DOCUMENT PASSAGE:
•••

Writing is a lonely craft.
A portion of another essay from Chicano mystery writer  Manuel Ramos, a long time friend of Max.

....Max’s life was at least as colorful and hard-boiled as that of any of his characters,
yet I remember that he treated my wife and me with utmost respect, and a gentle
graciousness.  My wife loved the man, if for nothing more than that they shared a
passion for greasy, sloppy food smothered with chile and Mexican attitude; sly,
underdog humor; and music that makes you want to dance.
    When we traveled to San Antonio he showed us his town, and we learned not only
about his writing and his extensive knowledge of Chicano literature, but also about
puffy tacos, his favorite bar, the best place to listen to Chicano music, and his own
brand of chisme.
    I will always see San Antonio through his eyes – the eyes of a man who drank and
smoked too much, a man who knew too much, who wanted too much out of life but
who lived it on his own terms, and, so, he suffered a bit.  He didn’t achieve the literary
fame that rightfully belongs to him, but he wrote exactly the kind of books and stories
he wanted to write.  He wasn’t the center of attention at a party or any other kind of
gathering, but he certainly was among the most interesting people anywhere. At the
end of his life, he lacked what we sometimes use to measure success: power. But at
the end, Max had friends who remembered him with cariño and respect, who wished
they had spent more time with the guy, and who were actually fond of him.  He also
left an enduring legacy in his writing – his articles, novels and the stories that only he
could tell.  Max, I can only say that your writing nailed it, bro.

•••

REQUIRED ACTIONS:
1) In the essay excerpt about Max, what does the writer say Max lacked at the end of his life?
2) Say how many lines of the entries contain the word "water". Reply with the number alone.

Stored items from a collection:

•••

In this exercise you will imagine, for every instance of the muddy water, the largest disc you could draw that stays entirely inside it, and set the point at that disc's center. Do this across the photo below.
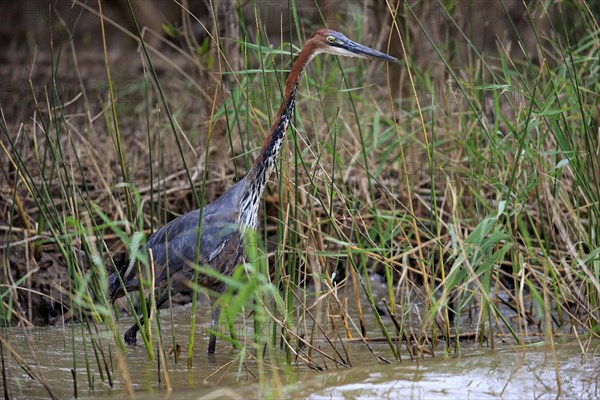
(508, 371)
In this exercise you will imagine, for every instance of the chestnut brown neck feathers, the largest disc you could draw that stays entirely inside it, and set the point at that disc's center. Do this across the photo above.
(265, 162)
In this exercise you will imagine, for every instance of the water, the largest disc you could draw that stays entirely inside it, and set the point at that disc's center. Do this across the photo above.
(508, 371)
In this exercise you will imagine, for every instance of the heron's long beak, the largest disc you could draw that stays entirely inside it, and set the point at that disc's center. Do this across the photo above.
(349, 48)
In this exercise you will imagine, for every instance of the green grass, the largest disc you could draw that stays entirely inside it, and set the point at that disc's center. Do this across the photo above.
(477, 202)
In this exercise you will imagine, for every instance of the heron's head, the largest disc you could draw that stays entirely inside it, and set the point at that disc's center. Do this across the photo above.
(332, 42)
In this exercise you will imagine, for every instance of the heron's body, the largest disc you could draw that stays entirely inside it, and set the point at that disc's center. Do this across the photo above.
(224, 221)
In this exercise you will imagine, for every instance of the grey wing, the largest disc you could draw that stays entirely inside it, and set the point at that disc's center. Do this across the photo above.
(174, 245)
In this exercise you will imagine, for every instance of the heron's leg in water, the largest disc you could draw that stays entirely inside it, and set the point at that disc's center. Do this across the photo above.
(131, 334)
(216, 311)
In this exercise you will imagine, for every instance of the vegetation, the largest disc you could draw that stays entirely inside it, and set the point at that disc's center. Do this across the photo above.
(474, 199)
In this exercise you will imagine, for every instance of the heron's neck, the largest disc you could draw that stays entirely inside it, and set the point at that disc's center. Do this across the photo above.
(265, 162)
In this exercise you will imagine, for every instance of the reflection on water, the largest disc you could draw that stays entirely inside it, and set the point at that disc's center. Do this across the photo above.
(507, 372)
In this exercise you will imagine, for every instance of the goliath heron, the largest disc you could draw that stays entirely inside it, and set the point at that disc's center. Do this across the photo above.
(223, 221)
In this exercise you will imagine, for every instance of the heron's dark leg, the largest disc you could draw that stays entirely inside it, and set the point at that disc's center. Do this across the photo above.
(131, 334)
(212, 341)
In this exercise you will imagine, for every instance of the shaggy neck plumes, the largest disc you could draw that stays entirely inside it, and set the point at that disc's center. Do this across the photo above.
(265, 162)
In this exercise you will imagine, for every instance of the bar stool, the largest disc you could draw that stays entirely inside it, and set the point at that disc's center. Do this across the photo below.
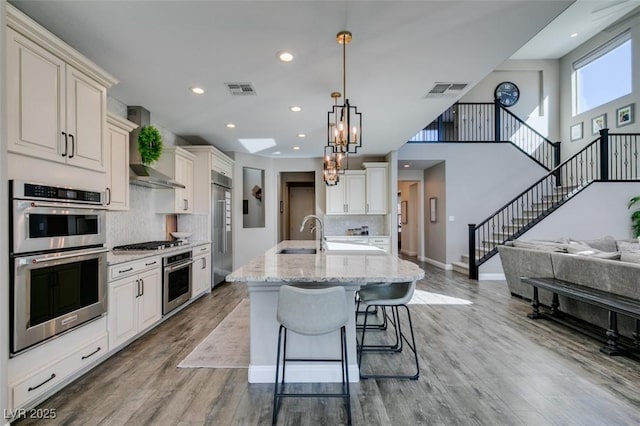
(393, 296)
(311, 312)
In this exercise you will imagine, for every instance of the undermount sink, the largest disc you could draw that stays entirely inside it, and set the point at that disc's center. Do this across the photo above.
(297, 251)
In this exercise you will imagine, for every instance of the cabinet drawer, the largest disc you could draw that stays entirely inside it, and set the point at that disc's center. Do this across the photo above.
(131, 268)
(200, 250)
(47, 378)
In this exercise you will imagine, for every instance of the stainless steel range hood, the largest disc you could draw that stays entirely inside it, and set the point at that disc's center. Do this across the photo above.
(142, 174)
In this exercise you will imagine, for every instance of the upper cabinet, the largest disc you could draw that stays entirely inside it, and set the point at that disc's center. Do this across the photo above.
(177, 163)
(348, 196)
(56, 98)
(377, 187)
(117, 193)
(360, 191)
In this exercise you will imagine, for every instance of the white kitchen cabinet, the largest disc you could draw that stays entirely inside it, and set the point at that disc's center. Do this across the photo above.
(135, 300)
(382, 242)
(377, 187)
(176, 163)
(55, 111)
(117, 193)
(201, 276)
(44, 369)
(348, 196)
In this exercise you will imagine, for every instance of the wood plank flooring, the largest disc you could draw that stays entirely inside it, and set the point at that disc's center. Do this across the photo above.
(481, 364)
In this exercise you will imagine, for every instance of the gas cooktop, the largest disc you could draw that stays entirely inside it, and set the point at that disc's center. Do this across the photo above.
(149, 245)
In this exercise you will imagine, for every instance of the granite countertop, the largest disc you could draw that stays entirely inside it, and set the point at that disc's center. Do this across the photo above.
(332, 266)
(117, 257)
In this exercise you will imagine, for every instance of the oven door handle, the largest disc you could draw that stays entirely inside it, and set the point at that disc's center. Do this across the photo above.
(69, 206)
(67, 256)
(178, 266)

•••

RESPONSES PER TASK:
1) Power.

2) 4